WORK TO COMPLETE:
Can you render the lines below as a Markdown table with a Row column numbering each line and a Line column holding its text, leaving out any blank lines?
——
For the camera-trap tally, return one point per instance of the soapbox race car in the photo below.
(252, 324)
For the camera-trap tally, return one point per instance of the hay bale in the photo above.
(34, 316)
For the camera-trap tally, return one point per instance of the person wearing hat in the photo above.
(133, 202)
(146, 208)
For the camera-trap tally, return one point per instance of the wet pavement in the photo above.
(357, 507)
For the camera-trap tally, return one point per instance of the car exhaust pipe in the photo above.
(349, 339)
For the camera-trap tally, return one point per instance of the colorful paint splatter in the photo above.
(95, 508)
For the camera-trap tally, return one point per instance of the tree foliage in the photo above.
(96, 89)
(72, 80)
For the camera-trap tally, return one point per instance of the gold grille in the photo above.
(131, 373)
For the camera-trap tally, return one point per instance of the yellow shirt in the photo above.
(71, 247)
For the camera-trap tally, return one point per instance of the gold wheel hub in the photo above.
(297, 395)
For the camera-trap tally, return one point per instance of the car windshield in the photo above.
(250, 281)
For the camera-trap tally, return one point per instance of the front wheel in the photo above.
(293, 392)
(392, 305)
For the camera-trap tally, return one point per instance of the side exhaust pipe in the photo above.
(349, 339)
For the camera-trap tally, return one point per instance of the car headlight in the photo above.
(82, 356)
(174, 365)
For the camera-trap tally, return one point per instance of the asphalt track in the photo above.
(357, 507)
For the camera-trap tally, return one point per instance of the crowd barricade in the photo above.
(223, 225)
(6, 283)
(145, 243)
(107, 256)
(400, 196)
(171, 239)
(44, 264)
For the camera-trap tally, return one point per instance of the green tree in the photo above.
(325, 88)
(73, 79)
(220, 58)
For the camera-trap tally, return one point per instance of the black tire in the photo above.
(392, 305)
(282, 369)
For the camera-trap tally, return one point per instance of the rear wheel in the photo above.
——
EXERCISE RESULT:
| Row | Line |
|---|---|
| 1 | For the camera-trap tally, return one point per instance of the soapbox race car in the photo below. |
| 2 | (252, 324) |
| 3 | For the camera-trap tally, return one point per instance of the hay bale in the photo above. |
| 4 | (34, 316) |
| 5 | For the camera-trap tally, return one point per instance of the person wearing hat in the photo above. |
| 6 | (133, 202) |
| 7 | (146, 208) |
| 8 | For the camera-trap tally, return one point per instance of the wet pavement in the photo above. |
| 9 | (357, 507) |
| 10 | For the camera-trap tally, return one point per instance of the car exhaust pipe in the photo above. |
| 11 | (349, 339) |
| 12 | For the camera-trap tally, return one point per instance of the colorful paint splatter in the photo above. |
| 13 | (95, 508) |
| 14 | For the camera-trap tally, return one point per instance of the tree foliage in the photo above. |
| 15 | (96, 89) |
| 16 | (72, 80) |
| 17 | For the camera-trap tally, return one point per instance of the gold grille in the photo above. |
| 18 | (131, 373) |
| 19 | For the camera-trap tally, return one point per instance of the yellow shirt in the photo above. |
| 20 | (71, 247) |
| 21 | For the camera-trap tally, return one point per instance of the gold wheel hub in the photo above. |
| 22 | (297, 395) |
| 23 | For the camera-trap tally, return one point per instance of the car windshield in the photo above. |
| 24 | (250, 281) |
| 25 | For the camera-trap tally, return one point per instance of the front wheel in the photo above. |
| 26 | (293, 392) |
| 27 | (392, 305) |
| 28 | For the camera-trap tally, return one point per instance of the side exhaust pipe in the photo above. |
| 29 | (349, 339) |
| 30 | For the camera-trap tally, return one point per instance of the car headlight in the photo above. |
| 31 | (82, 356) |
| 32 | (174, 365) |
| 33 | For the camera-trap tally, return one point per instance of the asphalt track in the photo above. |
| 34 | (357, 507) |
| 35 | For the camera-trap tally, return one point per instance of the crowd barricade in the photo above. |
| 36 | (223, 225) |
| 37 | (6, 283) |
| 38 | (145, 243) |
| 39 | (107, 256) |
| 40 | (400, 196) |
| 41 | (171, 239) |
| 42 | (44, 264) |
| 43 | For the camera-trap tally, return one point per instance of the green tree in the photo above. |
| 44 | (325, 88) |
| 45 | (73, 79) |
| 46 | (220, 58) |
| 47 | For the camera-trap tally, return one point per instance of the black tire in the photo above. |
| 48 | (392, 305) |
| 49 | (282, 369) |
| 50 | For the camera-trap tally, return one point per instance of the rear wheel in the photo above. |